··· TASK MATERIAL

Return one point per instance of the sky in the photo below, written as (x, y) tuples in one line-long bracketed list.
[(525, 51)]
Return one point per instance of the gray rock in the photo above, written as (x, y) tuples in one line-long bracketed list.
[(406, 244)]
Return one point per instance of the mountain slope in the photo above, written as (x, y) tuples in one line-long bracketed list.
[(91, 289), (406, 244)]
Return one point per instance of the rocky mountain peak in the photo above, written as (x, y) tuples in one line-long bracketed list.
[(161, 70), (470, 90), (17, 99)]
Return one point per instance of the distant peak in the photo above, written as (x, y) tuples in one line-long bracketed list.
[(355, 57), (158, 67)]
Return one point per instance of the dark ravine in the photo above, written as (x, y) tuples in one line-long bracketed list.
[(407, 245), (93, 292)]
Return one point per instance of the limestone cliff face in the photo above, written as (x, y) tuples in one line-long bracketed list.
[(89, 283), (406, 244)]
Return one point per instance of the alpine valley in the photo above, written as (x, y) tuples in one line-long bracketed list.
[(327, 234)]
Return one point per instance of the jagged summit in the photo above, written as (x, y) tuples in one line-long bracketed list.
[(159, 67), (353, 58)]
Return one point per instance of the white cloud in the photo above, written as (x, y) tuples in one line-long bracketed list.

······
··· TASK MATERIAL

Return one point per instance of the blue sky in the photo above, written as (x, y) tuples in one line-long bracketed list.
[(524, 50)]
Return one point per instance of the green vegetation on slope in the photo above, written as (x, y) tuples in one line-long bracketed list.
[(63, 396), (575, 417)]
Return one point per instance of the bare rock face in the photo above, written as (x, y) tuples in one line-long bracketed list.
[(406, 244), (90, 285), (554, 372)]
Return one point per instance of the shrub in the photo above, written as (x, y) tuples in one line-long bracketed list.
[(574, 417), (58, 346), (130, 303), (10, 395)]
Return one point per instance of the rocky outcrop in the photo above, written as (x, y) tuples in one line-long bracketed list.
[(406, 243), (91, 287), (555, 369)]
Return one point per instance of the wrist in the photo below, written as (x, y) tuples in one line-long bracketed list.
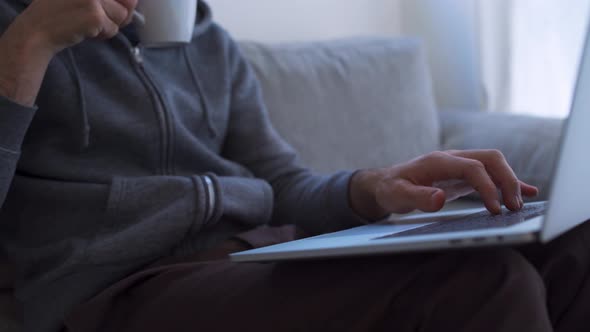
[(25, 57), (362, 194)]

······

YOUR TASK: Output the material as a two-column CSV with the columns request and answer, one row per item, each value in a single quoted field with line breaks replaced by spaces. Begin at the line that has "Return one point per instance of the wrist", stop after the line that has "[(25, 57), (362, 194)]", and leave out the pictures.

FULL SOLUTION:
request,answer
"Return one point per instance of the wrist in the photo below, written as (x, y) tuples in one line-long bracketed list.","[(25, 57), (362, 194)]"